▶ **Prompt**: Every record must be retyped as it stands.

(Saved entries)

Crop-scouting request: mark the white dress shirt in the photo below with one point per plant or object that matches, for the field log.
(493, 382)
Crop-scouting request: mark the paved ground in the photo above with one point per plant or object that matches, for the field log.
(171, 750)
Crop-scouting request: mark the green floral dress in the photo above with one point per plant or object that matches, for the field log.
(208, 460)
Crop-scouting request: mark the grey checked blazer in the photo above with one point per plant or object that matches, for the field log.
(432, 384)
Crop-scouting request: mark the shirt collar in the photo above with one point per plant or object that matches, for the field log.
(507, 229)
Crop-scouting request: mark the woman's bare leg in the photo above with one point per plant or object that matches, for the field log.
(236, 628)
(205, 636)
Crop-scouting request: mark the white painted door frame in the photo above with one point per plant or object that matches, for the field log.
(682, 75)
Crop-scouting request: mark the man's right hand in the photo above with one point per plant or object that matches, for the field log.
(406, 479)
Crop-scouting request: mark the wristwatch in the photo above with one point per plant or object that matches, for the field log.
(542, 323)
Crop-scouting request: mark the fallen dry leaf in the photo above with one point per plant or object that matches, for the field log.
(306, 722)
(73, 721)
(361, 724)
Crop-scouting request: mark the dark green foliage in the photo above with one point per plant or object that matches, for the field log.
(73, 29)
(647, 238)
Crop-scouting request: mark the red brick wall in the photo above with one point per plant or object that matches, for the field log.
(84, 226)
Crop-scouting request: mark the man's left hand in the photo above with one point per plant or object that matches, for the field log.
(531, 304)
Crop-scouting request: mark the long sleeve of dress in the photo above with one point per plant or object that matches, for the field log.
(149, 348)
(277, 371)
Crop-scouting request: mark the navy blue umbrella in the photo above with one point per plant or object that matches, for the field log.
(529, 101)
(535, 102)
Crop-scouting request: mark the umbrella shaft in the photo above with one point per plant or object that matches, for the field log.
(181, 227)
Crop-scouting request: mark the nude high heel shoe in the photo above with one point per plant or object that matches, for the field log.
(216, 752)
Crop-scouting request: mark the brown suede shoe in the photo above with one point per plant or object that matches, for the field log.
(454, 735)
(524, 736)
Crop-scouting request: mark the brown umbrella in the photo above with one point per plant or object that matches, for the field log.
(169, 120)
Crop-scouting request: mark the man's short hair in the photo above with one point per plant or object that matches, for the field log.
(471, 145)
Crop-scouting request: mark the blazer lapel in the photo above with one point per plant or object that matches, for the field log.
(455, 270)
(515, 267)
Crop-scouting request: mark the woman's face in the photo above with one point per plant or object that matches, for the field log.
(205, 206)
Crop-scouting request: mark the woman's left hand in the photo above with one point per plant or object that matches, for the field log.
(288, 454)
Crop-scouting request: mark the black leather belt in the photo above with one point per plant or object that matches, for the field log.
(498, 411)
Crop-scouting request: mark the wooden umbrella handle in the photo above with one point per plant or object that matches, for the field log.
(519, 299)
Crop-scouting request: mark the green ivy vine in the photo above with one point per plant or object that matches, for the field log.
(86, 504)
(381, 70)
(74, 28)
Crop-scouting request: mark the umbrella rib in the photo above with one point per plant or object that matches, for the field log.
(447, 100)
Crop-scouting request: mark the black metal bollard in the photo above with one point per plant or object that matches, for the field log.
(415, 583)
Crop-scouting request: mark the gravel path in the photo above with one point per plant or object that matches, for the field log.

▶ **Exercise result**:
Crop-scouting request: mark the white dress shirt in the photo below with one point per plant or object that matches, for the field log.
(493, 382)
Crop-scouting request: mark the paved ground in the photo above with one point per plant or object that matches, for the field log.
(171, 750)
Crop-scouting request: mark the green floral dress in the photo above with one point per plant or object that matches, for the field log.
(208, 460)
Crop-scouting request: mark the grey checked blazer in the photo above with one point per plant or object that matches, for the field log.
(432, 384)
Crop-scouting request: mark the shirt collar in the photo above with one point per plant or object that matches, for the field log.
(507, 229)
Crop-scouting request: mark the woman's bare leg in the photo above with one point per plant or object that matches, for the field log.
(236, 628)
(205, 636)
Crop-scouting request: mark the white painted door frame in the photo above with one point per plant or object that matches, for the field log.
(682, 75)
Crop-scouting request: mark the man's right hand in the photo above with one point per plant or object that matches, for the field log.
(406, 479)
Crop-scouting request: mark the wristwatch in the photo above with one point per plant or object that matches, for the field log.
(542, 323)
Crop-scouting request: mark the fallen dry leaf in the photo above with one point per plant or object that matches, for the field log.
(306, 722)
(73, 721)
(361, 724)
Crop-scouting request: mark the dark green foliage in the photo above with one point per plant or object that matches, for the field log.
(73, 29)
(647, 238)
Crop-scouting request: mark the red brick wall in the photo above with one point per plant or object that matches, for the field log.
(84, 226)
Crop-scouting request: mark the man's left hand in the photo above with one point per plant or object that matches, for the field log.
(531, 304)
Crop-scouting request: mark the long sleeve of dress in the photo above with one point per plant or object that matches, for the field log.
(149, 348)
(277, 371)
Crop-scouting request: mark the navy blue umbrella in the photo above with one point per plant or object that matches, for the field log.
(529, 101)
(535, 102)
Crop-scouting request: mark the umbrella shaft in the photo above with one point per plant or object that matches, for the field log.
(181, 227)
Crop-scouting request: mark the nude high heel shoe in the photo above with one point per plant or object that matches, for the field log.
(216, 752)
Crop-scouting request: mark the brown suede shoe in the photo above with one point per plant or object that matches, for the field log.
(454, 735)
(524, 736)
Crop-scouting request: mark the brown umbrella in the photo above with one point per plant or object that matches, for the field log.
(169, 120)
Crop-scouting request: mark the man's short hair in the photo above with one point per plant or object that matches, for the field log.
(471, 145)
Crop-scouting request: mark the blazer lapel in the photo above with one point per plant or object that matches, for the field log.
(455, 270)
(515, 267)
Crop-scouting request: mark the woman's face in the photo above with one point per plant or object that matches, for the field log.
(205, 206)
Crop-scouting request: mark the woman's left hand in the photo above with one point per plant or object that matches, for the field log.
(288, 454)
Crop-scouting request: mark the black leather belt in the photo above with one point per plant or object that matches, for the field log.
(498, 411)
Crop-scouting request: mark the wooden umbrella handle in the photo above with one point per plant or object that matches, for the field log.
(519, 299)
Crop-scouting request: mark the green ivy vine in the photo above with one point per plant or object that matches, for the field log.
(86, 504)
(381, 70)
(74, 28)
Crop-scouting request: mark the umbrella rib in the photo above with one point per plant or object that matches, for the field log.
(447, 100)
Crop-scouting request: mark the black metal bollard in the photo above with one point per plant or object that matches, for the field log.
(415, 583)
Crop-scouting request: mark the gravel path in the photo above with one point per plant or object that matches, for the field log.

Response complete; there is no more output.